GIVEN DATA below:

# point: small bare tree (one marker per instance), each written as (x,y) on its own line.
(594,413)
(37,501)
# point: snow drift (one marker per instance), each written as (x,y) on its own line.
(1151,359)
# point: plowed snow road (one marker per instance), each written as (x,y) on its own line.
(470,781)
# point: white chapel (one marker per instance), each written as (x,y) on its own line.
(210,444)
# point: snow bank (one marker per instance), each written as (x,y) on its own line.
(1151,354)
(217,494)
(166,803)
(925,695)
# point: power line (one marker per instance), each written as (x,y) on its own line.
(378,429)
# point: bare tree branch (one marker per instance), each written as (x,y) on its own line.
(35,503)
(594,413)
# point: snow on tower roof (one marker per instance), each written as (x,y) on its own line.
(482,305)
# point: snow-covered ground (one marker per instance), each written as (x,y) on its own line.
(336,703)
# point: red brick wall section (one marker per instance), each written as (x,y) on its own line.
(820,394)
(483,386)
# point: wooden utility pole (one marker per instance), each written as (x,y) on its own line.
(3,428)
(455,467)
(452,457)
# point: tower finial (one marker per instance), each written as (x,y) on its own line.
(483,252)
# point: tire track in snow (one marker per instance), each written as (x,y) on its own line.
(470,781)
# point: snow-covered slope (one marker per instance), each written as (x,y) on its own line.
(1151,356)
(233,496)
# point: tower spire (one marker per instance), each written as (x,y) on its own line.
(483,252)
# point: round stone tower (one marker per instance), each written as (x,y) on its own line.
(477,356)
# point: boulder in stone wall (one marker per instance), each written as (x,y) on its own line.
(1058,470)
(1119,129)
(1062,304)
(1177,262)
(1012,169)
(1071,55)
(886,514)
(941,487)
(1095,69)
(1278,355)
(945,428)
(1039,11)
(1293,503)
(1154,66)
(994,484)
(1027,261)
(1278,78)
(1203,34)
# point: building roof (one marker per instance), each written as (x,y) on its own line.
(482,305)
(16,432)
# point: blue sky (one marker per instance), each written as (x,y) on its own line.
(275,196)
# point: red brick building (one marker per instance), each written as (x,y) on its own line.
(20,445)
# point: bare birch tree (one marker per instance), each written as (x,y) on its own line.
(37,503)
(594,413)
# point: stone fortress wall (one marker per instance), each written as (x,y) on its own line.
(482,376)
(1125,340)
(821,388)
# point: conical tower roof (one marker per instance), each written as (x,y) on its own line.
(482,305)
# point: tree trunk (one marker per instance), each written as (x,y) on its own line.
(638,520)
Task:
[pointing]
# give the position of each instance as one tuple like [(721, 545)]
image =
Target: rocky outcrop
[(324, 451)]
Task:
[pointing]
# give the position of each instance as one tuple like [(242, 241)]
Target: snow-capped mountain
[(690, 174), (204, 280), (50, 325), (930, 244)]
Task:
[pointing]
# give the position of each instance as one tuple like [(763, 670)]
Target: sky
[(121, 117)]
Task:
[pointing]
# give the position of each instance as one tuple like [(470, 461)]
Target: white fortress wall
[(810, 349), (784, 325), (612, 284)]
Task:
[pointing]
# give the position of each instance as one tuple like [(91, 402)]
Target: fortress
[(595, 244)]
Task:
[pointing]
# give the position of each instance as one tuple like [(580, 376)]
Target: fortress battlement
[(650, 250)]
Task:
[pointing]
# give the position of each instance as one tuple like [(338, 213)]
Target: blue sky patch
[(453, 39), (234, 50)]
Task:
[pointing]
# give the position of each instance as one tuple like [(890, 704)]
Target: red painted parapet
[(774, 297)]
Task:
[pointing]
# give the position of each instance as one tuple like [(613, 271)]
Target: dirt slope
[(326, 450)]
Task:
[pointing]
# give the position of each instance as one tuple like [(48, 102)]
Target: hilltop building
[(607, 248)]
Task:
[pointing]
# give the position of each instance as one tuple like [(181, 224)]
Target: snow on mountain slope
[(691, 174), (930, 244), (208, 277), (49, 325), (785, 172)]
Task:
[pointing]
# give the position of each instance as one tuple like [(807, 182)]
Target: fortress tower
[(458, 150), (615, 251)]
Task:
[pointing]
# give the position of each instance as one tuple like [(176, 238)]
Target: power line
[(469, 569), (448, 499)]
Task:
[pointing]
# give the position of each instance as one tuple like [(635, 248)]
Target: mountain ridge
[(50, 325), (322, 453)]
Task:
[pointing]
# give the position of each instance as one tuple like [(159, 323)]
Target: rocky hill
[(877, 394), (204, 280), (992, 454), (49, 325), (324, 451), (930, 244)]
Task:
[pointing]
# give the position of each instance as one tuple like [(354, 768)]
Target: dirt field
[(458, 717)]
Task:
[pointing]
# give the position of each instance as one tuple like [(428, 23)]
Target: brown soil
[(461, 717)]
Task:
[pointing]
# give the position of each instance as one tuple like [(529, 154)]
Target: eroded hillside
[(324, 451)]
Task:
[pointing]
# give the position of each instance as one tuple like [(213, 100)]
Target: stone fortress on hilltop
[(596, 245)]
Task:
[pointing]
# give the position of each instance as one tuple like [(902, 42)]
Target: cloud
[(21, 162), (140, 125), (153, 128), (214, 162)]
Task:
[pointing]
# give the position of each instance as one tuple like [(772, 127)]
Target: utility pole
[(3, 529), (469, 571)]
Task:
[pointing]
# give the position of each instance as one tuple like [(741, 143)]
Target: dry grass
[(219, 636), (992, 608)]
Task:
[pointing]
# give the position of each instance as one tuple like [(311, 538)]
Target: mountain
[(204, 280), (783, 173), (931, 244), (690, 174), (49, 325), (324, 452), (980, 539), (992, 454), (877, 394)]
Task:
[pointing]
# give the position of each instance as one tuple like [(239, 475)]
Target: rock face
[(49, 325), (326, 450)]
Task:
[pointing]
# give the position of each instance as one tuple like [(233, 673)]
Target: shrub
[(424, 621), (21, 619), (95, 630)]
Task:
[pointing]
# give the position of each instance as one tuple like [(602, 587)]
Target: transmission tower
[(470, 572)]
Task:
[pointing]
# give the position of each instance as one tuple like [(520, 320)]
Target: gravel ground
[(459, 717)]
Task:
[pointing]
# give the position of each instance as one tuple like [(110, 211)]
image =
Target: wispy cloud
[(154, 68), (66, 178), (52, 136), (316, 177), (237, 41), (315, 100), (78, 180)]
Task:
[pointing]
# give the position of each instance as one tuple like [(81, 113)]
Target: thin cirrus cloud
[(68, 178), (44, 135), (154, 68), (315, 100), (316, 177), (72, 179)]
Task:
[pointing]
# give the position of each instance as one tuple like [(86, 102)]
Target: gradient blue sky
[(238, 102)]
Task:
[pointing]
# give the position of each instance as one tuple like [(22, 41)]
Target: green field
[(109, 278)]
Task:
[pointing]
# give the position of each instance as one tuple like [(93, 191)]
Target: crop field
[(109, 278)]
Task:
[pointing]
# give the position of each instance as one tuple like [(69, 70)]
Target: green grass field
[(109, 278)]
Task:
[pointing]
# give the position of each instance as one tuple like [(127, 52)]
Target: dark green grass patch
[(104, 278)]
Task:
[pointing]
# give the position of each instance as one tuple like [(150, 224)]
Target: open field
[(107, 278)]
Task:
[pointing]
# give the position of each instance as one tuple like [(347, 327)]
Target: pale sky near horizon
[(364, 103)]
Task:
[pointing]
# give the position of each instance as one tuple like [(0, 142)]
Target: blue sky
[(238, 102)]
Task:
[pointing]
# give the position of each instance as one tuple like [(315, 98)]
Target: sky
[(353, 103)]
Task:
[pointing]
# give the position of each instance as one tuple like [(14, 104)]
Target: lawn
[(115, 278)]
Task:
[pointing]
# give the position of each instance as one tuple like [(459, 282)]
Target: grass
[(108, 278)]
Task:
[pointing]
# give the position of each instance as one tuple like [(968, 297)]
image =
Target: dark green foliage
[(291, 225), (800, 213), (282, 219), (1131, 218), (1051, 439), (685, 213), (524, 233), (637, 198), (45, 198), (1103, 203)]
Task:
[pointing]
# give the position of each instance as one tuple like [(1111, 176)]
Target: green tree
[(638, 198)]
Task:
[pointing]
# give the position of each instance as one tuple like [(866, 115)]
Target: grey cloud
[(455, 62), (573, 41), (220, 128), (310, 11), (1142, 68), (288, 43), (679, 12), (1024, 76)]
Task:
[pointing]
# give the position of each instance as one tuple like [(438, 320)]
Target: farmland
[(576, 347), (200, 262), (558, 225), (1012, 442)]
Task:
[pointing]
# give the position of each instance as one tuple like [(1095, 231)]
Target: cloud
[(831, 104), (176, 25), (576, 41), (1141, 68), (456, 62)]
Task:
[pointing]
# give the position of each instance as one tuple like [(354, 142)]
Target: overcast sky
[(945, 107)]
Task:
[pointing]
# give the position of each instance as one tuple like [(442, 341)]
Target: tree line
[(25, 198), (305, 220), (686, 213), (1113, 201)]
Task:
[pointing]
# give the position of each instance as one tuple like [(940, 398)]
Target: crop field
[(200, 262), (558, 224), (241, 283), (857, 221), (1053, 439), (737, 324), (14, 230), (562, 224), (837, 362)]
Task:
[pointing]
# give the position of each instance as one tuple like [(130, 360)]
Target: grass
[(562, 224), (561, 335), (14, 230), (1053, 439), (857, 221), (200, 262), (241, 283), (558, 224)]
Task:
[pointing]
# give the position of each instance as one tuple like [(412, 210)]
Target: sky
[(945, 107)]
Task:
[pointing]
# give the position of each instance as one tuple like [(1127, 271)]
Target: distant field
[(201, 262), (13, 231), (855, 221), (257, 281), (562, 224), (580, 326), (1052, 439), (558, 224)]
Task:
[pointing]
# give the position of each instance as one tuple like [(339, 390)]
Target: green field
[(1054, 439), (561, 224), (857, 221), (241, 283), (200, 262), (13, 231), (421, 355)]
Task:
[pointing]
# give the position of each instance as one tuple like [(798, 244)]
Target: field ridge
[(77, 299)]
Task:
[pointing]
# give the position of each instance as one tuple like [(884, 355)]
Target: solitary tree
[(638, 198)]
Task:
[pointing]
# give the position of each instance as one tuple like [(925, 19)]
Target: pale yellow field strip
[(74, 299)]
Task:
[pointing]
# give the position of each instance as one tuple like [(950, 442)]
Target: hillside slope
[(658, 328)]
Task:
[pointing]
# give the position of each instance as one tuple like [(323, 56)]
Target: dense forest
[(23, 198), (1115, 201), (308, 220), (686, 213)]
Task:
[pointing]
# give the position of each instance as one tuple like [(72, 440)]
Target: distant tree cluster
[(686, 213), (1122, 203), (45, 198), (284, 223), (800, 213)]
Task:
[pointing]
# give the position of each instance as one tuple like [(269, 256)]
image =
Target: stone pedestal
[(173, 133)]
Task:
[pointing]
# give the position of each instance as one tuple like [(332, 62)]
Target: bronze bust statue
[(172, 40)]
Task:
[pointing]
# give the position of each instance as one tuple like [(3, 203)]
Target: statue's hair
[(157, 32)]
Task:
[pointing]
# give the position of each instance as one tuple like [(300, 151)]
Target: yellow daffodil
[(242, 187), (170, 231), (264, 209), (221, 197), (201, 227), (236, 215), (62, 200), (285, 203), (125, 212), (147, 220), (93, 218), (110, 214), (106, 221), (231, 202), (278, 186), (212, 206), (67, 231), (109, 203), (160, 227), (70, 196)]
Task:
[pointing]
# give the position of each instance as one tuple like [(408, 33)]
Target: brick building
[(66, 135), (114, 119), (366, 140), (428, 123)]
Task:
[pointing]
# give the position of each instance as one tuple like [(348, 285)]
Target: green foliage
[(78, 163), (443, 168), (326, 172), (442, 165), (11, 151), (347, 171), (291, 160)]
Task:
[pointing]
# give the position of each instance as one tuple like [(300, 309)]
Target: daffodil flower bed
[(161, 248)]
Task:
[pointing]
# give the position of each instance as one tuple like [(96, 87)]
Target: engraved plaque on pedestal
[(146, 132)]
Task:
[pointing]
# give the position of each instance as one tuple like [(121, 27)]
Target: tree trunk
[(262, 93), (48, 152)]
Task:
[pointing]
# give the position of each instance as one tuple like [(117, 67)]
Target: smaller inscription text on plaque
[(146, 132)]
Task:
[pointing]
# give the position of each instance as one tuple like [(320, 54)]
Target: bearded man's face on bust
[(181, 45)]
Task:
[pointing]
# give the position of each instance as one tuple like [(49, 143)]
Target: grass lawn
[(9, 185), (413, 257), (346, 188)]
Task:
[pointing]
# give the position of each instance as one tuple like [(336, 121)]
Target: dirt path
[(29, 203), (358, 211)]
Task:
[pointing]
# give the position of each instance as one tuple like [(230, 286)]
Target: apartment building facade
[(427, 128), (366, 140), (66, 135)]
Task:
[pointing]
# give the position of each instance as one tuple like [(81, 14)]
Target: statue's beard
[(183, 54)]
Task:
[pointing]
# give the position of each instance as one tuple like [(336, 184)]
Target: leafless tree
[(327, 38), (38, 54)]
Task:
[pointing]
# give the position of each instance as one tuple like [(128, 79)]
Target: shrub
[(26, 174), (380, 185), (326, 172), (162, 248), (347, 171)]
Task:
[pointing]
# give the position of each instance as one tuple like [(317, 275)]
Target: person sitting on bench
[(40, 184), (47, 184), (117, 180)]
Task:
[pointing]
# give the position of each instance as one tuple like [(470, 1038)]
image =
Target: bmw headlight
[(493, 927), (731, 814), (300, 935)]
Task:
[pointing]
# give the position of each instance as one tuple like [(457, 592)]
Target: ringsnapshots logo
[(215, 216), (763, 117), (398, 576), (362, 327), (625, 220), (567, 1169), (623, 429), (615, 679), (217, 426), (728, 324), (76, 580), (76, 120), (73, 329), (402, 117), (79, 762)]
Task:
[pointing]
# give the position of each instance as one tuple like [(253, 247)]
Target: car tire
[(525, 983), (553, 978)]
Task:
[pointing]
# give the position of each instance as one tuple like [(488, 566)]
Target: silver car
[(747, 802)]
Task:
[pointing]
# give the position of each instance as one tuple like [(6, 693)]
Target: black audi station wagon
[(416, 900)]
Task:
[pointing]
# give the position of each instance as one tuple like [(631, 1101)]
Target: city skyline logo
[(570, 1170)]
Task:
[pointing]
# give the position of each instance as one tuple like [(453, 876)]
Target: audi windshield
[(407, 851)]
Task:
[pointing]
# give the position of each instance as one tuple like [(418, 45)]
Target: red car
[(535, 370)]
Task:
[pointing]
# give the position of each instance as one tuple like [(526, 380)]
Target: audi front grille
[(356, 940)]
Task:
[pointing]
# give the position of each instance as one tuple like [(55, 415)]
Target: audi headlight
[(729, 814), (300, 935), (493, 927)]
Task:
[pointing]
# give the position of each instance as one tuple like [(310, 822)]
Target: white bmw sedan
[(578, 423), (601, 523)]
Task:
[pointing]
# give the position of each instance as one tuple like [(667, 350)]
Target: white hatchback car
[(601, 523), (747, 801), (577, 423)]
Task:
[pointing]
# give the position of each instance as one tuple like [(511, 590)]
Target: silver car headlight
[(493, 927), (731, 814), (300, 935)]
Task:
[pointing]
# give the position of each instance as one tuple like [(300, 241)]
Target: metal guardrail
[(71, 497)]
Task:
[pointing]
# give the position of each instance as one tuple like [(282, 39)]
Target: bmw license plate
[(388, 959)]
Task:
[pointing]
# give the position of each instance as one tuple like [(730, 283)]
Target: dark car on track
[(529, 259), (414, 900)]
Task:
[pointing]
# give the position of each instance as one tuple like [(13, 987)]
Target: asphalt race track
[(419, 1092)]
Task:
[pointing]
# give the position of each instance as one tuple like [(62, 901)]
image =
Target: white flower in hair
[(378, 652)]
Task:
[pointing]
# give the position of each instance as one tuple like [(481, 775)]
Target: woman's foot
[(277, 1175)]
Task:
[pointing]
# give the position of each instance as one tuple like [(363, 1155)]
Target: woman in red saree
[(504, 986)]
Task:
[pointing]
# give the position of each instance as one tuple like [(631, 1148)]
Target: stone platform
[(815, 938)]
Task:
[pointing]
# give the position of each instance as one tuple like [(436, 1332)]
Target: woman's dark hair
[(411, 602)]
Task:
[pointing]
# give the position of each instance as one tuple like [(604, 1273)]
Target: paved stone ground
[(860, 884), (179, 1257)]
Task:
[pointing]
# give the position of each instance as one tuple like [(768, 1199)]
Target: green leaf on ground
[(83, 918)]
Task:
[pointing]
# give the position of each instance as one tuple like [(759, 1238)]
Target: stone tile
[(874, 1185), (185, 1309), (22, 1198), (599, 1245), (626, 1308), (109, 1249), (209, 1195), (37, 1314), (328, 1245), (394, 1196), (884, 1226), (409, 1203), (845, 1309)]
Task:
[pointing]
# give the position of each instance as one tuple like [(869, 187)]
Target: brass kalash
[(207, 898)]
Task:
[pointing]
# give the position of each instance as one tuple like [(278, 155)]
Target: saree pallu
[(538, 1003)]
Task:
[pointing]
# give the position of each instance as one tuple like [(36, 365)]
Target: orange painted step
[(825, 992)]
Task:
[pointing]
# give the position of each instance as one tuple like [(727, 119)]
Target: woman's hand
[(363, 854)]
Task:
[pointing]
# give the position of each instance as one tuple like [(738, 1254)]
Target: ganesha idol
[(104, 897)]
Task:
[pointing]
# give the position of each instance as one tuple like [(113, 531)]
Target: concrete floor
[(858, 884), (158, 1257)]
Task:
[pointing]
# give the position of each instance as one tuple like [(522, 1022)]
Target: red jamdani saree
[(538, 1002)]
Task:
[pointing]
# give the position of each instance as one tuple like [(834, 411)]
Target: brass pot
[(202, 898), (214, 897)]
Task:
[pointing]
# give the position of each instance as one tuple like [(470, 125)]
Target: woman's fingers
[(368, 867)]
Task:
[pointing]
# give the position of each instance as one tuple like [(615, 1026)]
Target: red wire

End of GIVEN DATA.

From the records above, transcribe without alteration every line from the one with "like [(481, 775)]" to the one with "like [(738, 1254)]", inclusive.

## [SOLUTION TO THIS PROBLEM]
# give the position of each instance as one tuple like [(481, 775)]
Target: woman's foot
[(277, 1175)]
Task:
[pointing]
# give the position of each instance as one tuple like [(363, 1155)]
Target: woman in red saree
[(504, 986)]
Task:
[pointing]
# give the position of each instance as one tuple like [(631, 1148)]
Target: stone platform
[(815, 938)]
Task:
[pointing]
# give the position of each instance as one tuple like [(436, 1332)]
Target: woman's dark hair
[(411, 602)]
Task:
[pointing]
# give the position of each instance as one tuple like [(604, 1273)]
Target: paved stone ground
[(860, 884), (179, 1257)]
Task:
[pointing]
# give the position of each instance as one tuple like [(768, 1199)]
Target: green leaf on ground
[(83, 918)]
Task:
[pointing]
# give the position of each instance as one tuple like [(759, 1238)]
Target: stone tile
[(874, 1185), (185, 1309), (22, 1198), (599, 1245), (626, 1308), (109, 1249), (209, 1195), (37, 1314), (328, 1245), (394, 1196), (884, 1226), (409, 1203), (845, 1309)]
Task:
[pointing]
# give the position of each instance as one tuple like [(869, 187)]
Target: brass kalash
[(207, 898)]
Task:
[pointing]
# give the position of each instance as one tuple like [(278, 155)]
Target: saree pallu
[(538, 1003)]
Task:
[pointing]
# give the position of each instance as one tuple like [(36, 365)]
Target: orange painted step
[(825, 992)]
Task:
[pointing]
# give the position of each instance as one tuple like [(727, 119)]
Target: woman's hand
[(363, 854)]
Task:
[pointing]
# give the position of each instance as one tuple like [(738, 1254)]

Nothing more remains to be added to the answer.